**Instructions**
[1] According to the application note, by what year were global sales of innovator and off-patent biologics forecasted to reach over $300 billion?
[2] Quote the application note word for word, starting with "This application note" and going on through "analysis of biotherapeutics.".

**Supplied passage**
================
• Application Note

Using Mass Detection as an Orthogonal Technology to Improve Routine Analysis of Biotherapeutics

Using Mass Detection as an Orthogonal Technology to Improve Routine Analysis of Biotherapeutics

  • Ximo Zhang
  • Robert E. Birdsall
  • Ying Qing Yu
  • Waters Corporation
Vaccine or insulin with syringe in vial

Abstract

This application note demonstrates how the addition of an ACQUITY QDa Mass Detector to LC-UV based workflows can improve the analysis of biotherapeutics.

Benefits

  • Improved specificity and confidence for routine analysis of biotherapeutics
  • High throughput analysis with enhanced chromatographic resolution and MS sensitivity
  • Highly specific platform method that can be applied to identity test of various insulin analogues

Introduction

Biotherapeutics have undergone rapid development with global sales of innovator and off-patent biologics forecasted to reach over $300 billion by 2020.1 Currently, many analytical methods used in the characterization and monitoring of biotherapeutics are HPLC-UV workflows based on US and EU Pharmacopeia monographs.2 While sufficient, many of these assays potentially lack the specificity needed to support the diverse portfolio of biotherapeutics coming to market in the near future. Recently, we discussed method modernization as part of a sound pharmaceutical quality system outlined by the International Committee of Harmonization (ICH Q10).3 New and innovative technologies, such as mass detectors offer the ability to enhance current UV-based techniques in the manufacturing environment for improved product knowledge and product quality. The ACQUITY QDa is a single quadruple mass spectrometer that can be easily integrated into an existing LC-UV-based workflow for the simultaneous collection of both UV and MS data, offering an efficient means to improve selectivity, sensitivity, and confidence in routine assays.4

Using insulin as an example, a high throughput LC-UV/MS workflow is used to demonstrate the applicability of the ACQUITY QDa to provide supplemental mass information for deeper product understanding in a manufacturing environment.
================
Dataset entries
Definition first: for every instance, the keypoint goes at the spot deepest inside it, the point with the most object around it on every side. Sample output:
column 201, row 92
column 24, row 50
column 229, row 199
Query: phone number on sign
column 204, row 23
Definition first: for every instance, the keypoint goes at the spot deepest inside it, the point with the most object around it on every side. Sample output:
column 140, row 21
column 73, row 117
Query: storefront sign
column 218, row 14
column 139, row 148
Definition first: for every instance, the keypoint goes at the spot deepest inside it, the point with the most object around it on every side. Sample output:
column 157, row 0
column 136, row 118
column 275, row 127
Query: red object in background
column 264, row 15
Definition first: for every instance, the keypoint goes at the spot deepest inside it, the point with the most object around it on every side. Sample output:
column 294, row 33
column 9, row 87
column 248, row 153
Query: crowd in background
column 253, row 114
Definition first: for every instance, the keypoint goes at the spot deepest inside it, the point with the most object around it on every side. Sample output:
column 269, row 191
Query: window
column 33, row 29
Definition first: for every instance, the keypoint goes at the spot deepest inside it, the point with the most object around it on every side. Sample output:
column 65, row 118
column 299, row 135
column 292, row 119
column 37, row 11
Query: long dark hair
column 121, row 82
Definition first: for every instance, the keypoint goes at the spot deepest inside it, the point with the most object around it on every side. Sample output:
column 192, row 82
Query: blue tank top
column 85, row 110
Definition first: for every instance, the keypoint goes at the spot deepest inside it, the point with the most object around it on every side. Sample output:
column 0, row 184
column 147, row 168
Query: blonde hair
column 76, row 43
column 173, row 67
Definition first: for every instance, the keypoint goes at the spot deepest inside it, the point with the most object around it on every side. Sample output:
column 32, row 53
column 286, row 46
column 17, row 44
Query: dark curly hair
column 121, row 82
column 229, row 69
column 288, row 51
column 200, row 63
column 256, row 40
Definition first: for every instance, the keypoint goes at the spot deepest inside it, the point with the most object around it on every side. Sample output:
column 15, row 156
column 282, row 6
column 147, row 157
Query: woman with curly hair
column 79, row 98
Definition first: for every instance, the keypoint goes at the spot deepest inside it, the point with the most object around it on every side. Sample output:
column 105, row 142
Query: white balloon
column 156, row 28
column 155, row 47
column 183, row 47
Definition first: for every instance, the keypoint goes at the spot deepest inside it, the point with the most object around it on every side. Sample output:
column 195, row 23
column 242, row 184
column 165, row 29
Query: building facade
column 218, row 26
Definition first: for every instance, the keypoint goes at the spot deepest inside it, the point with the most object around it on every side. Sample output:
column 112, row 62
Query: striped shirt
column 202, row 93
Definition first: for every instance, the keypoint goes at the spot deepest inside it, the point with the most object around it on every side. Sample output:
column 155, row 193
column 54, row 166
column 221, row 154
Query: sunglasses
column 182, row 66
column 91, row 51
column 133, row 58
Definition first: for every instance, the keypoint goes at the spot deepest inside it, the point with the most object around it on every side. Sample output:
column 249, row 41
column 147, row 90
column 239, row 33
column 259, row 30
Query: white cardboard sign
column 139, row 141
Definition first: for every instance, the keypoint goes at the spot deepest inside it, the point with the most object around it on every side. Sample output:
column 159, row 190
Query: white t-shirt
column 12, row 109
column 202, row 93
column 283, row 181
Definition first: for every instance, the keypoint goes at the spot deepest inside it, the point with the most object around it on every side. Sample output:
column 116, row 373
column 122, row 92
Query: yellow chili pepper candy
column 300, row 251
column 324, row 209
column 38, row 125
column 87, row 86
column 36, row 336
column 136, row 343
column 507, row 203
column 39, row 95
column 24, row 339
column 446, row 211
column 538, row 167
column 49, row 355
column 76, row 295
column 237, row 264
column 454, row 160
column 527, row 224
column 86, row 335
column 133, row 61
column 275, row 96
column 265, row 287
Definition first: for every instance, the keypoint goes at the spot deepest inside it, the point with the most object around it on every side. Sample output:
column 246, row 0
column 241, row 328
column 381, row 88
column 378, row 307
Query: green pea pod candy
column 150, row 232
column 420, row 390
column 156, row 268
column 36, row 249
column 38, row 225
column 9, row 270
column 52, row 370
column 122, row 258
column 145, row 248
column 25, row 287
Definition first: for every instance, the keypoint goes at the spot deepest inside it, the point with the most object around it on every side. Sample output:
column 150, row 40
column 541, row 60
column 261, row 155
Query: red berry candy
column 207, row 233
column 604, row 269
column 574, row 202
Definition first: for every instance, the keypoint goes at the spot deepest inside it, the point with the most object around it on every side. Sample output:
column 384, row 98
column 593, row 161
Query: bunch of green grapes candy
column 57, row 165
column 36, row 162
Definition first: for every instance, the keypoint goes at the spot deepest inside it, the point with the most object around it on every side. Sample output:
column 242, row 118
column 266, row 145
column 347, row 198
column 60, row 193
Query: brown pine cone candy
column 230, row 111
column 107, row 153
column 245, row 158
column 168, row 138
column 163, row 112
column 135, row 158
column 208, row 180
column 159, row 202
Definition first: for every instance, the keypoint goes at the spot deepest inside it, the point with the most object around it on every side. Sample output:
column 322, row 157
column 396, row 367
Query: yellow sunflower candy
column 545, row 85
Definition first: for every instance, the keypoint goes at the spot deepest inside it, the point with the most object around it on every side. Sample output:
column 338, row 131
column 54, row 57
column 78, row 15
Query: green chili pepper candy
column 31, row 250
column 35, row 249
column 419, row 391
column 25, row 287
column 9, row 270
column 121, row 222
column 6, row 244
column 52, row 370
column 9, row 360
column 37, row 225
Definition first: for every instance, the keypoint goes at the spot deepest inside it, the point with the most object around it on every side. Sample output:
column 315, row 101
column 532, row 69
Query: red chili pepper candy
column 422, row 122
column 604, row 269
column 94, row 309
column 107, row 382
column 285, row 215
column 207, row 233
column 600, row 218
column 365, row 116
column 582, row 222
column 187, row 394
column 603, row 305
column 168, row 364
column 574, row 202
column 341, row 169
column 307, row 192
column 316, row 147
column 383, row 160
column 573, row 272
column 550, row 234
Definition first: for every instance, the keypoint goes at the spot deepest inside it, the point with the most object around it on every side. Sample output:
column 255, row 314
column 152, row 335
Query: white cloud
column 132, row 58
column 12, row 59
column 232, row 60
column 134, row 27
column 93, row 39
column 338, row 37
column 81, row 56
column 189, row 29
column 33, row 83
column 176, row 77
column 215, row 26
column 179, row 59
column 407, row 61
================
**Answers to the exercise**
[1] 2020

[2]
This application note demonstrates how the addition of an ACQUITY QDa Mass Detector to LC-UV based workflows can improve the analysis of biotherapeutics.